### Exercise
Please extract every line of the listing below and reproduce each one without any change.

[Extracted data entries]
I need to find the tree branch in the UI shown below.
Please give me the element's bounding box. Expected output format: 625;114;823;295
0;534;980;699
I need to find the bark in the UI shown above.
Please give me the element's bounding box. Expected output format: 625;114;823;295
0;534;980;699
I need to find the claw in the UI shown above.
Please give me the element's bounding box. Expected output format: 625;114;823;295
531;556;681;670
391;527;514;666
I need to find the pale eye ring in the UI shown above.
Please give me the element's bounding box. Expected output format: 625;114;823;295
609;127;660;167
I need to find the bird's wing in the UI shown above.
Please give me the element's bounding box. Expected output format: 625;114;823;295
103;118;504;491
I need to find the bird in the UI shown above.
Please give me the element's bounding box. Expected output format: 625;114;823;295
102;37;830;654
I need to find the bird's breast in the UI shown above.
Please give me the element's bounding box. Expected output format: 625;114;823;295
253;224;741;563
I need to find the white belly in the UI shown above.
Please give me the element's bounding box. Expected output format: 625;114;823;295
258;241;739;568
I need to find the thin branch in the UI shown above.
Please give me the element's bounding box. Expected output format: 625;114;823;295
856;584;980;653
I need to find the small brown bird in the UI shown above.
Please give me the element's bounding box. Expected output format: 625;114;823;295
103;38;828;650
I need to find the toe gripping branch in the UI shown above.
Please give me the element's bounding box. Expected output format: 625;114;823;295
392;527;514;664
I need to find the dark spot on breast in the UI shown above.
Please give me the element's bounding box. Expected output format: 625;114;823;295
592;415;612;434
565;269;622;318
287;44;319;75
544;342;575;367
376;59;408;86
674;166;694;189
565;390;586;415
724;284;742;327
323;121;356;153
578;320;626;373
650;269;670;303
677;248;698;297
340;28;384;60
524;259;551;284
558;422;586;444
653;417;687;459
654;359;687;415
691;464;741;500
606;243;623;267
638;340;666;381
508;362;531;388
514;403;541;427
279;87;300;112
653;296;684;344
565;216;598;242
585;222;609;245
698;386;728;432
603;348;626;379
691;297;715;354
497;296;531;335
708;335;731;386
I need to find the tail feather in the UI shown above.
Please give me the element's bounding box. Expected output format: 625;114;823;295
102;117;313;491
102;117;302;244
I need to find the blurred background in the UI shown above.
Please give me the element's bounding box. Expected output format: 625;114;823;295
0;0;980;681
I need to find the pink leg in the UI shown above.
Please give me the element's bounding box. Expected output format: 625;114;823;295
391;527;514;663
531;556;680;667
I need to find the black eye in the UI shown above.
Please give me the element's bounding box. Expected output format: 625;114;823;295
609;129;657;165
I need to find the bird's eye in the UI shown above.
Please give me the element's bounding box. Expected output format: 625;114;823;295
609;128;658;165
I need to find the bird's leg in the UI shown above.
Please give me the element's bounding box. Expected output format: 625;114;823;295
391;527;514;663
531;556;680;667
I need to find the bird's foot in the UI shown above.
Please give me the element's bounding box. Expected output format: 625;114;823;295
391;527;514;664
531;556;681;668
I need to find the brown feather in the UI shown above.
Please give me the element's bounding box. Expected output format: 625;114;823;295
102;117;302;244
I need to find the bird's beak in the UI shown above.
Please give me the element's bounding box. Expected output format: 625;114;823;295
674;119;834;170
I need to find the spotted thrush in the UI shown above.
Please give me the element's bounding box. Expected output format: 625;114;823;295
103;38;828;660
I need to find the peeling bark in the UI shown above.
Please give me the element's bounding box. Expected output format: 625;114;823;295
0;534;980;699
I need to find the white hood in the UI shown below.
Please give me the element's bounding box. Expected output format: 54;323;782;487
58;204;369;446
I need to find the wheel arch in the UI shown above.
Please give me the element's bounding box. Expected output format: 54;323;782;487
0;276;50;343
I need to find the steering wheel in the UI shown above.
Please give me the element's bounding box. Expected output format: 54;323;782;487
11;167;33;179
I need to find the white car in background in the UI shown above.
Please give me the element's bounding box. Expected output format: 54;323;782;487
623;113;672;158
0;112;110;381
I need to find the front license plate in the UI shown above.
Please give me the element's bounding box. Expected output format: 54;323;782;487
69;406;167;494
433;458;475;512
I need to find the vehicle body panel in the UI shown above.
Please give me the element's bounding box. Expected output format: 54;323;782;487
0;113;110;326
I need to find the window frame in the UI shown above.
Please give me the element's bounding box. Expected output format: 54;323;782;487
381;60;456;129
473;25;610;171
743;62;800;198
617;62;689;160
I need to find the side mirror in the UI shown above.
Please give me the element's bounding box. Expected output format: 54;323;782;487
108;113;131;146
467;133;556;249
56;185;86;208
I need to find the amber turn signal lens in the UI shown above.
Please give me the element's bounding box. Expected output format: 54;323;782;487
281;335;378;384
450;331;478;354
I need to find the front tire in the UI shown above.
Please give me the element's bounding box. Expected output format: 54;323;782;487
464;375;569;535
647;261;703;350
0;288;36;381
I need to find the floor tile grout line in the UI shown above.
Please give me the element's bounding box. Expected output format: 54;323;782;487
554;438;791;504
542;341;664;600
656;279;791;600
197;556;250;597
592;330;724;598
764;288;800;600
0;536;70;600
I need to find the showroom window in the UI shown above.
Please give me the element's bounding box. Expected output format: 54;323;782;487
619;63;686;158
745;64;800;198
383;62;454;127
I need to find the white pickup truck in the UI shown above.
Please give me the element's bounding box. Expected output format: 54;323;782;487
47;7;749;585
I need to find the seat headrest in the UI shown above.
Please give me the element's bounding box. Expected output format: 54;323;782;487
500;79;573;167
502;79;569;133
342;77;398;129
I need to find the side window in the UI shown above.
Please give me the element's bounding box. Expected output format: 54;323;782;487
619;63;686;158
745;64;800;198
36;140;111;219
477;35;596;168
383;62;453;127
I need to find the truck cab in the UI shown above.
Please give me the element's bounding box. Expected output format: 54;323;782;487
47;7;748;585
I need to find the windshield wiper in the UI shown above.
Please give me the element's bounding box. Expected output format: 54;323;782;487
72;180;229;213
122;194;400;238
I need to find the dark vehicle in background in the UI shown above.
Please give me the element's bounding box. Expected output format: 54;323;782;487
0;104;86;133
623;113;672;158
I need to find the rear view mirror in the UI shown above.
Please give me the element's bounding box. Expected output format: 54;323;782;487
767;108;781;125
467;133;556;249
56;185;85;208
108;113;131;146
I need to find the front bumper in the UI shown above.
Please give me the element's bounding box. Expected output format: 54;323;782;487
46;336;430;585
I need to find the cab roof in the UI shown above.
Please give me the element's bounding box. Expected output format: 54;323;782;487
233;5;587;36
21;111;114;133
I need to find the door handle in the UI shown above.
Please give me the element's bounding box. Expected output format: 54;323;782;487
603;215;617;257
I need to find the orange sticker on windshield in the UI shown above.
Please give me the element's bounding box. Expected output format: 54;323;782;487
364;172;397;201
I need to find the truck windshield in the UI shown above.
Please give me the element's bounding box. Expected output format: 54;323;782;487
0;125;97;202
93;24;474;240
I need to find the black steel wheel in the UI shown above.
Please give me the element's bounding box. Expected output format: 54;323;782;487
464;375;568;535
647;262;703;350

### Complete response
I need to find the tree branch in the UI shown below.
Please give me the element's bounding box. Expected output format: 625;114;823;295
0;534;980;699
I need to find the bark in the UI shown above.
Please give me the element's bounding box. Expected output format: 625;114;823;295
0;534;980;699
I need to find the claw in the UI shown above.
Please give me the element's bounding box. Expected output format: 625;114;823;295
531;556;681;670
391;527;514;666
I need to find the pale eye ring in the UI shown above.
Please give me the element's bounding box. Expected output format: 625;114;823;295
609;127;660;167
I need to find the bird's wing in the UI shown above.
Please give me the element's bounding box. Expected output format: 625;114;823;295
103;118;504;491
I need to find the bird in the UI shown above.
Please give me the element's bounding box. Expected output format: 625;114;823;295
102;37;830;654
I need to find the bird's breast in the UI shown above.
Please give me the element's bounding box. Expected output format: 625;114;823;295
253;224;741;563
I need to find the white belly in the UI shown above.
Please give me the element's bounding box. Expected output format: 625;114;823;295
258;241;739;568
I need to find the thin branch in the UI shown above.
Please give me the element's bounding box. Expected output format: 625;114;823;295
856;584;980;653
I need to find the small brown bird in the UI shown above.
Please give me the element's bounding box. Expected output format: 625;114;823;295
103;38;828;650
I need to find the toe gripping branch in the UI shown above.
Please give me the element's bounding box. Expected output format: 625;114;823;295
392;527;514;664
I need to find the dark spot on breast in the UI shown above.
Please give me the element's bounding box. Expected output format: 625;114;823;295
592;415;612;434
565;269;622;318
287;44;319;75
544;342;575;367
376;59;408;86
674;166;694;189
565;390;586;415
724;284;742;327
323;121;356;153
578;320;626;373
650;269;670;303
677;248;698;297
340;28;384;60
524;259;551;284
558;422;586;444
653;417;687;459
654;359;687;415
691;464;741;500
606;243;623;267
638;340;666;381
508;362;531;388
514;403;541;427
279;87;300;112
653;296;684;344
565;216;598;242
585;222;609;245
698;386;728;432
603;348;626;379
691;297;715;354
497;296;531;335
708;335;731;386
I need to find the tail feather in the UI shown above.
Please give me the element's bounding box. Expected output format: 625;114;823;295
102;117;313;491
102;117;302;244
I need to find the blurred background in the UI shown above.
Please give me the element's bounding box. Expected output format: 625;114;823;295
0;0;980;681
I need to find the pink leg in the UI shown above.
Please give me the element's bounding box. Expected output format: 625;114;823;295
391;527;514;663
531;556;680;667
I need to find the black eye in the UI shown above.
Please give me the element's bounding box. Expected output format: 625;114;823;295
609;129;657;165
I need to find the bird's eye in the UI shown above.
Please give me the element's bounding box. Expected output format: 625;114;823;295
609;128;658;165
I need to find the bird's leg in the UI shown above.
Please give me the element's bounding box. Expected output format: 625;114;823;295
391;527;514;663
531;556;680;667
I need to find the bird's foot in the UI shown above.
Please give me the element's bounding box. Expected output format: 625;114;823;295
391;527;514;664
531;556;681;668
I need to find the brown feather in the UI shown above.
Please give me the element's bounding box. Expected output format: 625;114;823;295
102;117;302;244
I need to find the bird's beak in the UI shown above.
Please give me the element's bounding box. Expected output format: 625;114;823;295
674;119;834;170
I need to find the spotted thrush in the UI shown above.
Please give me the element's bounding box. Expected output format: 625;114;823;295
103;38;828;660
I need to find the peeling bark in the UI shown above.
Please give me the element's bounding box. Expected output format: 625;114;823;295
0;534;980;699
I need to find the white hood in the UI shown below.
Please give me the element's bounding box. Expected output format: 54;323;782;487
58;204;369;446
I need to find the wheel arch in the UI shown above.
Please give me the element's bounding box. Expected output format: 54;323;782;487
0;276;50;343
I need to find the steering wheel in the UI shown above.
Please give me the element's bounding box. Expected output format: 54;323;782;487
11;167;33;179
I need to find the white car in background in the UI shown above.
Please give me the element's bounding box. Expected output format: 54;323;782;487
623;113;672;158
0;112;110;381
I need to find the front license plate in the UI shown above.
Please give me the element's bounding box. Expected output format: 54;323;782;487
69;406;167;494
433;458;475;512
I need to find the vehicle body panel in the UI shown above.
Please give me the element's bounding box. Expected output format: 54;323;782;487
0;113;110;326
I need to find the window frame in the UI shown above.
Please give me the element's bounding box. Expected output format: 54;323;782;487
381;60;456;129
473;25;610;171
743;62;800;198
617;62;689;160
I need to find the side mirror in the UI shown above.
Please give me the element's bounding box. Expected output format: 54;323;782;487
108;113;131;146
467;133;556;249
56;185;86;208
I need to find the amber turn signal lens in the UI shown above.
Please give me the element's bounding box. Expected output format: 54;323;782;487
281;335;378;384
450;331;478;354
I need to find the front tire in the UI shown above.
Please give me the element's bounding box. Expected output format: 54;323;782;487
464;375;569;535
647;261;703;350
0;288;36;381
I need to find the floor tile grout line in the UI shown above.
Please give me the element's bounding box. Expected output format: 54;323;782;487
554;438;791;504
542;341;664;600
656;279;791;600
197;556;250;597
592;330;724;598
764;288;800;600
0;536;70;600
I need to find the showroom window in the UI shown above.
Please give me the element's bounding box. Expected output format: 54;323;782;487
619;63;686;158
745;64;800;198
383;62;454;127
I need to find the white pickup truck in the UI shown above.
Please give me the element's bounding box. Expected output format: 54;323;782;487
47;7;749;585
I need to find the seat headrest in the UI shown above.
Please give me the element's bounding box. Expected output format: 54;323;782;487
500;79;573;167
502;79;569;133
342;77;398;129
I need to find the side window in the UI shown above.
Please give me the element's bounding box. Expected output format: 54;323;782;487
619;63;686;158
745;64;800;198
36;140;111;219
477;35;596;168
383;62;453;127
I need to find the truck cab in the UI shown above.
Please give me the element's bounding box. Expected output format: 54;323;782;487
47;7;748;585
I need to find the windshield wiper in the UI shown above.
Please give me the element's bounding box. Expected output format: 54;323;782;487
72;180;229;213
122;194;400;238
I need to find the dark vehicle in background in the UI shown above.
Please give me the element's bounding box. Expected output format: 54;323;782;487
0;104;86;133
623;113;672;158
I need to find the rear view mirror in the UI shown above.
Please give me the element's bounding box. Expected output format: 54;323;782;487
767;108;781;125
467;133;556;249
56;185;85;208
108;113;131;146
I need to find the front bumper in the UI shown above.
Please give me the element's bounding box. Expected output format: 54;323;782;487
46;336;430;585
I need to find the cab roof in the UI shown above.
Please give me the element's bounding box. Expected output format: 54;323;782;487
233;5;587;36
21;111;114;133
I need to find the door handle in the UI shown above.
Please give me the element's bounding box. Expected output format: 54;323;782;487
603;215;617;257
I need to find the orange sticker on windshield in the UI shown above.
Please give me the element's bounding box. Expected output format: 54;323;782;487
364;172;397;201
I need to find the truck windshield in the UI shown above.
Please give me the element's bounding box. Expected output format: 54;323;782;487
0;125;97;202
93;24;474;240
I need to find the black steel wheel in the UI shown above.
Please give me the element's bounding box. Expected output format: 54;323;782;487
464;375;568;535
647;262;703;350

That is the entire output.